> **Problem to work on**:
Copy out the lines running from the one containing "Look at this image and find the bird's head." down to the one containing "531,708 -> 569,883", both included, reproducing them precisely.

> **Data for this exercise**:
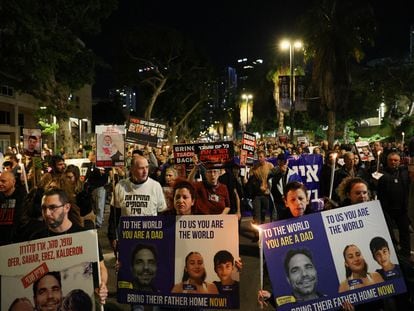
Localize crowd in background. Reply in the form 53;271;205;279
0;140;414;311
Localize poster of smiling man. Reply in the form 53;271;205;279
23;129;42;157
260;201;406;310
0;230;99;310
117;215;240;309
95;125;125;167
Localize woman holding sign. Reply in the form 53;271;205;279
171;252;218;294
338;244;384;293
258;181;355;311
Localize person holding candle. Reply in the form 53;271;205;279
377;151;414;262
338;244;384;293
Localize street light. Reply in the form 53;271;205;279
242;93;253;131
280;40;303;143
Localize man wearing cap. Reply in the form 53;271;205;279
271;153;302;220
188;155;230;215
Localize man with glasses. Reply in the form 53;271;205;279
188;156;230;215
28;188;108;304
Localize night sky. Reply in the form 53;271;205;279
93;0;414;95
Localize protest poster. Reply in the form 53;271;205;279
95;125;125;167
240;132;256;166
268;153;323;211
194;141;234;167
126;116;167;147
22;128;42;157
355;141;375;162
173;144;196;165
0;230;99;310
173;141;234;177
260;201;406;311
117;215;240;309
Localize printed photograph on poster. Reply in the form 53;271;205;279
117;215;240;309
323;201;401;292
95;125;125;167
23;129;42;157
171;215;240;307
260;201;406;311
355;141;375;162
0;230;99;310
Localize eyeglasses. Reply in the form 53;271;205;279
42;204;65;213
206;170;220;174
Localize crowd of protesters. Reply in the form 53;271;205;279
0;140;414;310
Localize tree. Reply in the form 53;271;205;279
302;0;375;146
115;26;211;142
0;0;116;154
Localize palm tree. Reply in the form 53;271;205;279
301;0;375;146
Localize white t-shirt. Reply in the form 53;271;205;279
111;177;167;216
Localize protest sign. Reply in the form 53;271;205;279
117;215;239;309
260;201;406;311
195;141;234;165
0;230;99;310
126;116;167;147
240;132;256;166
22;128;42;157
95;125;125;167
355;141;375;162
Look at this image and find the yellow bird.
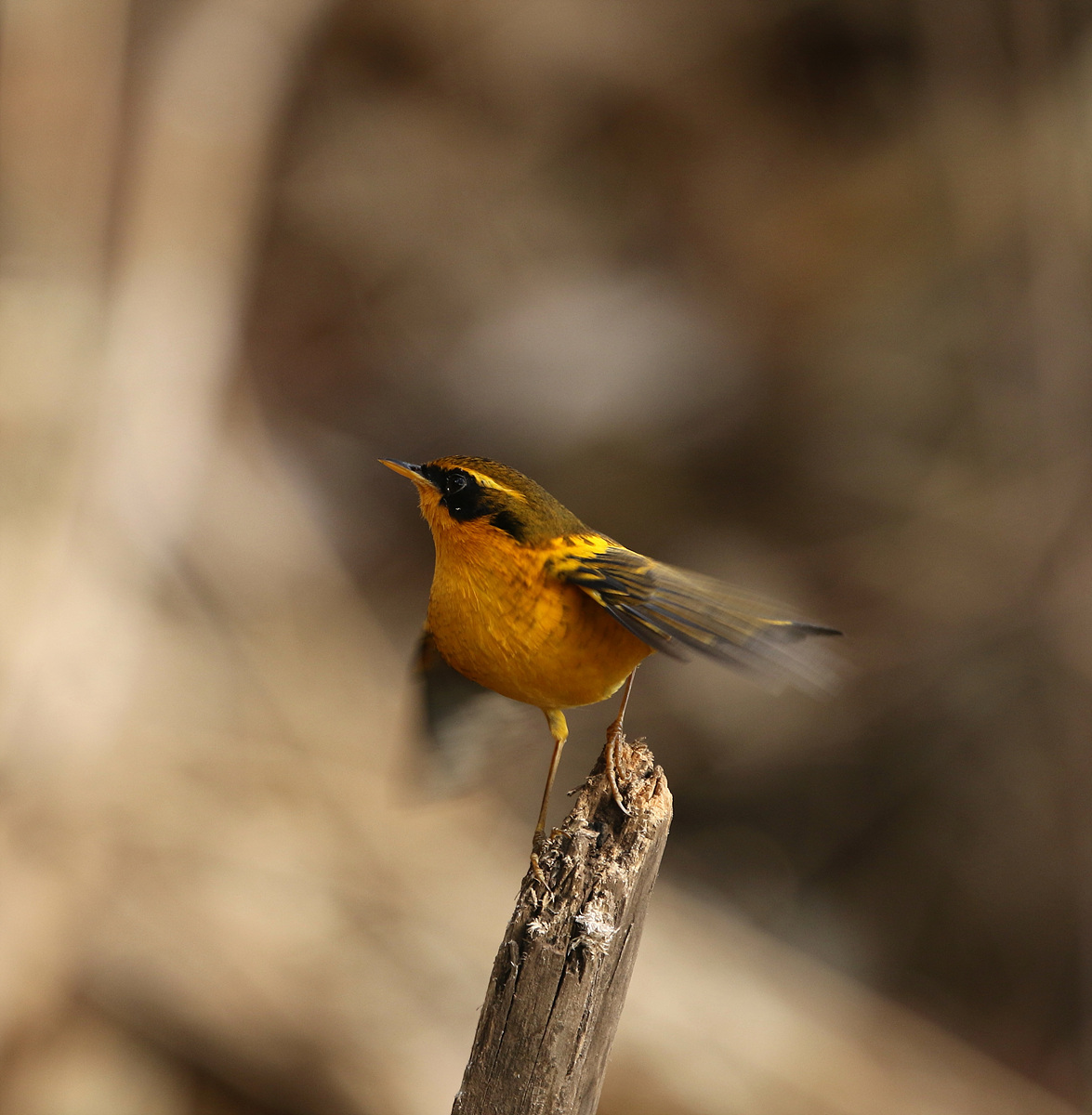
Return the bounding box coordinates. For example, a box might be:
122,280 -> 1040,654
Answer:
383,457 -> 841,849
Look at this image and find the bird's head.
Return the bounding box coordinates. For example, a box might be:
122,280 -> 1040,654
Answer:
381,457 -> 588,545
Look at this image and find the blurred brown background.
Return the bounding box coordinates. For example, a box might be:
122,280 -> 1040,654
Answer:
0,0 -> 1092,1115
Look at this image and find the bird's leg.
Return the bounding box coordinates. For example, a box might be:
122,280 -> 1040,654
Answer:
603,665 -> 637,816
531,708 -> 569,883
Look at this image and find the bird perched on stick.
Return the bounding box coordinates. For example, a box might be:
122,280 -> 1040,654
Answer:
383,457 -> 841,851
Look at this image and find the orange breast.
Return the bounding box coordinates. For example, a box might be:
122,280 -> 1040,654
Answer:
428,524 -> 651,708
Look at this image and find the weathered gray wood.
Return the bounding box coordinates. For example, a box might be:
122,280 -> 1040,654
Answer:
452,741 -> 672,1115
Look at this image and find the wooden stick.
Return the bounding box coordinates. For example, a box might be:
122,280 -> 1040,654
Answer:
452,740 -> 672,1115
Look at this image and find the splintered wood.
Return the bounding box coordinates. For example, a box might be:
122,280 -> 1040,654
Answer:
452,741 -> 672,1115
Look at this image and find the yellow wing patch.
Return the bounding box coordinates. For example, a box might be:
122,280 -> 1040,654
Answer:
549,535 -> 841,689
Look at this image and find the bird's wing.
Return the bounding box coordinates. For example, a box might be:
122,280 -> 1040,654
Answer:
552,544 -> 841,689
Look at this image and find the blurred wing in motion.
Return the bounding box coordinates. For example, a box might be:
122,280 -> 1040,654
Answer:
555,545 -> 841,689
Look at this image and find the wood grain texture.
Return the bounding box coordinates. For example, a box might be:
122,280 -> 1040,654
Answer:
453,741 -> 672,1115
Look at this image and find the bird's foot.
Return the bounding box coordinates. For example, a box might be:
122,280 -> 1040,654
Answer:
603,720 -> 629,818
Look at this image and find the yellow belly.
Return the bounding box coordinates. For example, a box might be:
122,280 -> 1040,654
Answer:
428,526 -> 651,708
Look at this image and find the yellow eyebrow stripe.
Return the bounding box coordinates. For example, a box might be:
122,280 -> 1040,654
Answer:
461,466 -> 526,503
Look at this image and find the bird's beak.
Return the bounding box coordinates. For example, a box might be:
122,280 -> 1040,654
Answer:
379,457 -> 434,487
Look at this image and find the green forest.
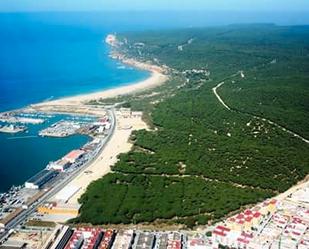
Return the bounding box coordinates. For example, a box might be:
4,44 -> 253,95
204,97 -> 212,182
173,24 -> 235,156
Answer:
74,25 -> 309,227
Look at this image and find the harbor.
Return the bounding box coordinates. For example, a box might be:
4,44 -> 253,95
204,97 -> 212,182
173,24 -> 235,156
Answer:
0,105 -> 115,245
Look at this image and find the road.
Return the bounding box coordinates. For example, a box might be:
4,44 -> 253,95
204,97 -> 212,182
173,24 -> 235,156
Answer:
0,108 -> 116,244
212,71 -> 309,144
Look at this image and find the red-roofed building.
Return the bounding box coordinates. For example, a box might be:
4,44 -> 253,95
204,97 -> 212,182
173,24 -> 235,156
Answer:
64,150 -> 85,163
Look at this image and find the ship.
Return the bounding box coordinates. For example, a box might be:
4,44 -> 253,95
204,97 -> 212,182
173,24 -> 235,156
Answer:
0,124 -> 27,133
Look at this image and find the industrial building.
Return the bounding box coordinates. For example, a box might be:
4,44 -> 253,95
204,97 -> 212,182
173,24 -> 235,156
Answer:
133,232 -> 155,249
63,150 -> 85,163
25,170 -> 57,189
47,159 -> 71,172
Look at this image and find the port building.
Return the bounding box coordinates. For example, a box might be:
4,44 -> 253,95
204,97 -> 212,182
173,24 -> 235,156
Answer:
64,150 -> 85,163
47,159 -> 71,172
25,170 -> 57,189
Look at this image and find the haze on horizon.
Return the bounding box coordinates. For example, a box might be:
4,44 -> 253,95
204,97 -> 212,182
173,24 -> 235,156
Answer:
0,0 -> 309,12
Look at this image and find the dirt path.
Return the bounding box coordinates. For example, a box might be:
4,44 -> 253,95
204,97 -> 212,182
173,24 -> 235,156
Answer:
212,72 -> 309,144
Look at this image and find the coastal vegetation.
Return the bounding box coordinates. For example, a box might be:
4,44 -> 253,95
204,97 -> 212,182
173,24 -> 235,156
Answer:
74,25 -> 309,227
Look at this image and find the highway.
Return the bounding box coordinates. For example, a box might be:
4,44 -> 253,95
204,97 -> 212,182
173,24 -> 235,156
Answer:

> **Written solution**:
Look at this image and find the bird's head.
Return the bounding box coordinates. For example, a box might be:
122,280 -> 1040,654
Answer:
381,457 -> 588,545
Look at this image and find the blurred brown background.
Return the bounding box coordinates. For example, a box might be:
122,280 -> 1040,654
Answer:
0,0 -> 1092,1115
Look at this image and find the bird's leg.
Return the bounding box coordinates. For example, a box might be:
122,280 -> 1040,654
Answer:
603,665 -> 637,816
531,708 -> 569,883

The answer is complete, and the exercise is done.